## WHAT THE EXERCISE ASKS
Rewrite everything below, from the line containing "Kindly give the mask of every instance of the moored" down to the end of the rows, as a numbered list with blank lines left out.

====

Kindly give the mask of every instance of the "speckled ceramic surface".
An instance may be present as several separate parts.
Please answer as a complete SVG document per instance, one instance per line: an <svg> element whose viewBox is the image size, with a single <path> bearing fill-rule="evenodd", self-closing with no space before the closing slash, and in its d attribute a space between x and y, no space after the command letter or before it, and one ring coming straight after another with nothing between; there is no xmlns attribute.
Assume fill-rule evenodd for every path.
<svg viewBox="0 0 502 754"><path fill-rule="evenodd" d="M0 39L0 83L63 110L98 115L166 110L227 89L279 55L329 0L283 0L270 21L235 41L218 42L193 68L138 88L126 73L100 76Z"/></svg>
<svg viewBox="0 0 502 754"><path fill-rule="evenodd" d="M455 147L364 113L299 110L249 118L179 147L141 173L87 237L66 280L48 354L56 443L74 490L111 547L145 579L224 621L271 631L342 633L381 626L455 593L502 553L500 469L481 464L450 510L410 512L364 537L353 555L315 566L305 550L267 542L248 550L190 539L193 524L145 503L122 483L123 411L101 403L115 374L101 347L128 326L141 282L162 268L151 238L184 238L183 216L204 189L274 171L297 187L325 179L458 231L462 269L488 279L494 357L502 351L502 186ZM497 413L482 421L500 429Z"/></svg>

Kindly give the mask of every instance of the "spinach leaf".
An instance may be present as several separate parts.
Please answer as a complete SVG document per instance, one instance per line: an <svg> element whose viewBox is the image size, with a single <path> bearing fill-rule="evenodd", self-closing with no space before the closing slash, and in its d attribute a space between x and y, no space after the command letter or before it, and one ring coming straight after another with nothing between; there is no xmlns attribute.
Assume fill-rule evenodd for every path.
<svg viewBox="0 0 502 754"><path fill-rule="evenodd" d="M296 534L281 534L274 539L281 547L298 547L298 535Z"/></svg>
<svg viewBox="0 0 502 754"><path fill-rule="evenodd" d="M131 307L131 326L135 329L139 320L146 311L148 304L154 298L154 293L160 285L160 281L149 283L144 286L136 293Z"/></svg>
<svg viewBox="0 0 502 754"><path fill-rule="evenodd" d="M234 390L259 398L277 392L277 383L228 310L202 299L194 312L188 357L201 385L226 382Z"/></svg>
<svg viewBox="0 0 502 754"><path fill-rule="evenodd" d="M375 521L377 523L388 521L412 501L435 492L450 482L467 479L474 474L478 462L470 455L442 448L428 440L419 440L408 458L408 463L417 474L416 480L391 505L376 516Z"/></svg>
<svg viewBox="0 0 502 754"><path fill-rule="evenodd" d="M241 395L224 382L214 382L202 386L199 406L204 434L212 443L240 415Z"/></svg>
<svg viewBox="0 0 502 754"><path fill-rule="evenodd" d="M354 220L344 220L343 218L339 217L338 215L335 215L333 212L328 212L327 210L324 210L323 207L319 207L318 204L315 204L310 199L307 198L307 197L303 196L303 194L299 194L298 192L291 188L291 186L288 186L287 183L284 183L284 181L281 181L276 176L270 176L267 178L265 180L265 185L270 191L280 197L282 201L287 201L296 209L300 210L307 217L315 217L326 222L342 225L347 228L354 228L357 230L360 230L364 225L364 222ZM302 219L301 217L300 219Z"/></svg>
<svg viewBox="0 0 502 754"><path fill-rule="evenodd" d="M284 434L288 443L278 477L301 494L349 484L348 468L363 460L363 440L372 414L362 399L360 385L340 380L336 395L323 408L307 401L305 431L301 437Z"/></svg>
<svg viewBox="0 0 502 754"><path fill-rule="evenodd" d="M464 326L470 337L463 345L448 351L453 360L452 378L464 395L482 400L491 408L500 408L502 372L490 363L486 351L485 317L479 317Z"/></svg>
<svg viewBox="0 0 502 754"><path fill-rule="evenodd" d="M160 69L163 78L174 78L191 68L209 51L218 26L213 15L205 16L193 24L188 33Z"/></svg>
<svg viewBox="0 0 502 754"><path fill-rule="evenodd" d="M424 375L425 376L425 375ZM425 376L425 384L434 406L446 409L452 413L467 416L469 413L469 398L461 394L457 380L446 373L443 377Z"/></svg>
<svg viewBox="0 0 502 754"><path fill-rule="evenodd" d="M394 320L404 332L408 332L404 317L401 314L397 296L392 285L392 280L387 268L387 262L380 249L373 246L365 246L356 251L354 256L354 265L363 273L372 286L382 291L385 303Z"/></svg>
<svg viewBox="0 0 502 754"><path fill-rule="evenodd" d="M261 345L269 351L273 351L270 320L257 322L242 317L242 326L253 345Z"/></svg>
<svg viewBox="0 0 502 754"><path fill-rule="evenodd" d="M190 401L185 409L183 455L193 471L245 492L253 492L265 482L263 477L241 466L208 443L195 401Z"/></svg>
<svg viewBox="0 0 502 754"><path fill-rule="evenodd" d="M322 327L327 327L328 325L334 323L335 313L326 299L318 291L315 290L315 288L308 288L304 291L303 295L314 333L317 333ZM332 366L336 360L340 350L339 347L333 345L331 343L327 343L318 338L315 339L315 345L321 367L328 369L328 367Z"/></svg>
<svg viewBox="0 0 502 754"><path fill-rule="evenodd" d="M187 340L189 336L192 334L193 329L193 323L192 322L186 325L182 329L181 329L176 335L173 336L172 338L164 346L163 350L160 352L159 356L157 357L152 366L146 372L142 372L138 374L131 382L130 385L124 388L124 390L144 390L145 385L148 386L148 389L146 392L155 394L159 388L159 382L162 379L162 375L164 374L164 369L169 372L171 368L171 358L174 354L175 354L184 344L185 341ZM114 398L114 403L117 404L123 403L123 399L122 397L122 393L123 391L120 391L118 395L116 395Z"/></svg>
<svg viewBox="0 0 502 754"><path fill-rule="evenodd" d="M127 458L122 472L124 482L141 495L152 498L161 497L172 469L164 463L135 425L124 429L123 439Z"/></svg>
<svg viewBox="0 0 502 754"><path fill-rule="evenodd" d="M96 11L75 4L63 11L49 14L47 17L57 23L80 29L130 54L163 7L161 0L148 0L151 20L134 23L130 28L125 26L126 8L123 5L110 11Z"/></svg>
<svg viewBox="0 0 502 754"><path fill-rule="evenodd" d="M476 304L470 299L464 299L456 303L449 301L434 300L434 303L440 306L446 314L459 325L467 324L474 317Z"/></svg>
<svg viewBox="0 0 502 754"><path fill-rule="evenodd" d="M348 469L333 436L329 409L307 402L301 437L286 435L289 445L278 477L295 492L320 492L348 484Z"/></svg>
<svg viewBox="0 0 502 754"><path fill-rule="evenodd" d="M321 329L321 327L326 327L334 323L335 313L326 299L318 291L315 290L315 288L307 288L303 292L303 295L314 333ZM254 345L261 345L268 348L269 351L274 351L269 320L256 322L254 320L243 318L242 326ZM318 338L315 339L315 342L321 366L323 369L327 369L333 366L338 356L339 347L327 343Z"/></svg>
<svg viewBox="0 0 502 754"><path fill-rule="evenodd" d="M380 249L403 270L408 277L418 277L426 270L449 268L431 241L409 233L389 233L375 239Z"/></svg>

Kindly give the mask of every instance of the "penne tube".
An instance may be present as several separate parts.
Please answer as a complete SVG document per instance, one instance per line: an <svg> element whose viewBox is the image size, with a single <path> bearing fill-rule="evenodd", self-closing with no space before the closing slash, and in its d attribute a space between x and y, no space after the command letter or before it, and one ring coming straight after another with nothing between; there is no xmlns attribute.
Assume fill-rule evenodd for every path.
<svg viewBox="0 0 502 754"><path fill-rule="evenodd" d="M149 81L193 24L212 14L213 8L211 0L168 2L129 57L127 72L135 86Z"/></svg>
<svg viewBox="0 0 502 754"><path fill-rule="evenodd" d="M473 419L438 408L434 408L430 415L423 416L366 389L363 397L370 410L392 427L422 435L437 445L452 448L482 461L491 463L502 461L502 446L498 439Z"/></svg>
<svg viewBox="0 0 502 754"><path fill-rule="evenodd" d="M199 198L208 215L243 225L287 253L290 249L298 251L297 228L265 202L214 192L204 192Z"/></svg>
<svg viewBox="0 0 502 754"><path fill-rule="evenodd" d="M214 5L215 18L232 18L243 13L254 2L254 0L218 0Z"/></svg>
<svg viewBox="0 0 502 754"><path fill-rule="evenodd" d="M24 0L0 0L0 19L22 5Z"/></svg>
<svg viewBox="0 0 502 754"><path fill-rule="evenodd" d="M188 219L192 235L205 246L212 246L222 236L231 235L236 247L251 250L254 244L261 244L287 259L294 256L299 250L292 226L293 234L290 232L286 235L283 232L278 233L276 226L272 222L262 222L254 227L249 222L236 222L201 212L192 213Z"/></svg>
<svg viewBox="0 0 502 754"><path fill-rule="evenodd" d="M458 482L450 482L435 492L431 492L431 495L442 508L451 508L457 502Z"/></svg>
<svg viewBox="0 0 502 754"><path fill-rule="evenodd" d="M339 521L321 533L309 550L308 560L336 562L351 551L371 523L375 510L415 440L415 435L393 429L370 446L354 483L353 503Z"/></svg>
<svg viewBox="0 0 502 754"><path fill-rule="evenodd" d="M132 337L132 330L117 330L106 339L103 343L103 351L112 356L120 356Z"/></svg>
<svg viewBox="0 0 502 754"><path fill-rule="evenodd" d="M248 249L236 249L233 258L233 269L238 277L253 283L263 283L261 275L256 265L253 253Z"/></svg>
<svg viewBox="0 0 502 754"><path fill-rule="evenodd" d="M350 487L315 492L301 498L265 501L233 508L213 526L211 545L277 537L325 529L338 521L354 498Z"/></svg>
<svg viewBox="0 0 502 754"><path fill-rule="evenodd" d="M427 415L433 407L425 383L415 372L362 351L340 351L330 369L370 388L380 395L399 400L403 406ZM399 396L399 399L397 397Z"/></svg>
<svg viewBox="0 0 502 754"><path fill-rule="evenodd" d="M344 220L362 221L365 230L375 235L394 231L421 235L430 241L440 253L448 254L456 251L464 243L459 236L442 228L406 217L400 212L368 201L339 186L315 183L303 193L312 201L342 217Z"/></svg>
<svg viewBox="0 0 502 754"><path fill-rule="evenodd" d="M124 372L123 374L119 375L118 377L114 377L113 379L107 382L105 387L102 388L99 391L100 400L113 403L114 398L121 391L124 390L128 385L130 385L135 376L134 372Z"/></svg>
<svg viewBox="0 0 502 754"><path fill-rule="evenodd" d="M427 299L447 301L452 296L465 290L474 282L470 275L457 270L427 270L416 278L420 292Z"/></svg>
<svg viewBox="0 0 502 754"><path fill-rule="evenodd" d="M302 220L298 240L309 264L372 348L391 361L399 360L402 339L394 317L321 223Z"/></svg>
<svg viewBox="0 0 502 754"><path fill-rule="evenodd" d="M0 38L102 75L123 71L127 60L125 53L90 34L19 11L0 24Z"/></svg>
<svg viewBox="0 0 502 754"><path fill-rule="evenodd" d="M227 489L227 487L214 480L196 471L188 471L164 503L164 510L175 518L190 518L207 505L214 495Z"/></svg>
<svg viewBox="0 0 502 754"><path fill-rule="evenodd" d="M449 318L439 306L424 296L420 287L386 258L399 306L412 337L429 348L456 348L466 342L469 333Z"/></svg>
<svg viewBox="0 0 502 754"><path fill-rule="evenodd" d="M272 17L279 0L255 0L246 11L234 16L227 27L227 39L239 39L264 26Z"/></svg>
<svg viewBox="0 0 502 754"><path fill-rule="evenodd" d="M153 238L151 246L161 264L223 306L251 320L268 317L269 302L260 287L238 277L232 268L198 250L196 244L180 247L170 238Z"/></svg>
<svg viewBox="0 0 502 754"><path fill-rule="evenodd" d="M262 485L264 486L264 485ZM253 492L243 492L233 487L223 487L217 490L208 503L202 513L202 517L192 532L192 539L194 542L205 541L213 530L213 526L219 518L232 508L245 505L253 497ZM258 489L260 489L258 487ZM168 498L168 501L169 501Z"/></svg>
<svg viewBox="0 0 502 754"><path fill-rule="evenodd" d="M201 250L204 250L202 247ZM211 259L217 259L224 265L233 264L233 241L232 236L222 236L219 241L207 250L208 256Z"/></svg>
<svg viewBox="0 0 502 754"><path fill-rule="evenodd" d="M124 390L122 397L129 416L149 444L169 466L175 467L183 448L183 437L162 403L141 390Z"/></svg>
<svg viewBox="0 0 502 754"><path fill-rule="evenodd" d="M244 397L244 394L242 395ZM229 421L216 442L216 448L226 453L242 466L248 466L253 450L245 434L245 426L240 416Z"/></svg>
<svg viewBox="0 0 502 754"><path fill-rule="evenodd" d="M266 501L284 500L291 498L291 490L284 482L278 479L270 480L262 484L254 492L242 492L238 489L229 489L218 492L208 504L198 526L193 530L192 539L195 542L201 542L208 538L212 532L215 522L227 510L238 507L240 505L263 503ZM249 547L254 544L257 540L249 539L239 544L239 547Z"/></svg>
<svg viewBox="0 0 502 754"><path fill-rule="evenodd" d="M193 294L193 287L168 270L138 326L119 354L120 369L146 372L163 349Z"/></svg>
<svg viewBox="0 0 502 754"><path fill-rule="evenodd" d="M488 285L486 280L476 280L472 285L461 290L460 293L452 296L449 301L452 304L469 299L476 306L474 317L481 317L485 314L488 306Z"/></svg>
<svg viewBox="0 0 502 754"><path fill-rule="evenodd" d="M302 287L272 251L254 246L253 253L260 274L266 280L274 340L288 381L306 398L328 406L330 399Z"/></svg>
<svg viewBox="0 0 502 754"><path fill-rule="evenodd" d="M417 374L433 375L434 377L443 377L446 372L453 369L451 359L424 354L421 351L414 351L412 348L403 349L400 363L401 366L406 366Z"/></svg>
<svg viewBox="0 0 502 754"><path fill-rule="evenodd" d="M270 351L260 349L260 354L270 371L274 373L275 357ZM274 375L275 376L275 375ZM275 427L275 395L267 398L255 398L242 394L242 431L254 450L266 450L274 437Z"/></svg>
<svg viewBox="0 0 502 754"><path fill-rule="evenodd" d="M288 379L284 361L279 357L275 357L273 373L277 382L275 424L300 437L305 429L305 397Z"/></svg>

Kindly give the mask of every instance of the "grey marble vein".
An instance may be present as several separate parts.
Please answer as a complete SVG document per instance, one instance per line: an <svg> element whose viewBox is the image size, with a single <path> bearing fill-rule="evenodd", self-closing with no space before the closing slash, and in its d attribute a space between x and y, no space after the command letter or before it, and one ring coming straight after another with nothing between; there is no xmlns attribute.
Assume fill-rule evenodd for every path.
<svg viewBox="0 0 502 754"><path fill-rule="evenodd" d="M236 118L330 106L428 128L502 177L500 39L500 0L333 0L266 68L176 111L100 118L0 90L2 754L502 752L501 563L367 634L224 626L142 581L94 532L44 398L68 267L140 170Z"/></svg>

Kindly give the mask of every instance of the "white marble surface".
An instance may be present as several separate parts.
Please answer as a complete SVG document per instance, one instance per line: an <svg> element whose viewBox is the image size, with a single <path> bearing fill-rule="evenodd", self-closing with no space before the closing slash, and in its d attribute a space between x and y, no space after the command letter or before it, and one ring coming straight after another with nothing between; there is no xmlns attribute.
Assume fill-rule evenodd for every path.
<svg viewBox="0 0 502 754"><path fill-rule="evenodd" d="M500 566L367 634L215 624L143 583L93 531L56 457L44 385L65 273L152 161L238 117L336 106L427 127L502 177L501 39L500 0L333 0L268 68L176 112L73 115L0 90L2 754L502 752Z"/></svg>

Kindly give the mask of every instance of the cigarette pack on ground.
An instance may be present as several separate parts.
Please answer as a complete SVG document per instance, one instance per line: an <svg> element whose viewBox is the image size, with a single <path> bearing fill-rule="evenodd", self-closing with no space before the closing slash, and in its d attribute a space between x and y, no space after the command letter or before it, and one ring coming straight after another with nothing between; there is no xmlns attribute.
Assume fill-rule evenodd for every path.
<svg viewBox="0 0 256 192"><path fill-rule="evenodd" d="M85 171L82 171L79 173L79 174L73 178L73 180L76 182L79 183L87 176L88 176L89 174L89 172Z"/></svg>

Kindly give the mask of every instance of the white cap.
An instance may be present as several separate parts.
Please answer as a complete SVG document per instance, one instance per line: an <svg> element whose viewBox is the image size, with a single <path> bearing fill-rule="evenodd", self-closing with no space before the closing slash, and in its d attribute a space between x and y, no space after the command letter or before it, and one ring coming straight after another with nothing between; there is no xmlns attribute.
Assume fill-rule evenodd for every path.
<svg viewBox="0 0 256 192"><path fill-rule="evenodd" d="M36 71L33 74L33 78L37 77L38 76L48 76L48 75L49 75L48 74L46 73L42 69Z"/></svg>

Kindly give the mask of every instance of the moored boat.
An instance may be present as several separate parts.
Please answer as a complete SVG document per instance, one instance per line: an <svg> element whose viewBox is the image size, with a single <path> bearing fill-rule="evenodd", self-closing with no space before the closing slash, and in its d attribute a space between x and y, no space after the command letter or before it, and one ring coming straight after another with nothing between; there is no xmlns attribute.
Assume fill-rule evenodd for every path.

====

## THE RESPONSE
1. Kindly give the mask of every instance of the moored boat.
2. An instance may be present as several separate parts.
3. Please answer as a complete SVG document per instance, one instance per line: an <svg> element whose viewBox is the image size, with a single <path> bearing fill-rule="evenodd", self-closing with no space before the closing slash, and in its d attribute a space between x and y, no space after the command letter or before it, and one ring coming straight after another with nothing between; there is no xmlns attribute.
4. Assume fill-rule evenodd for every path.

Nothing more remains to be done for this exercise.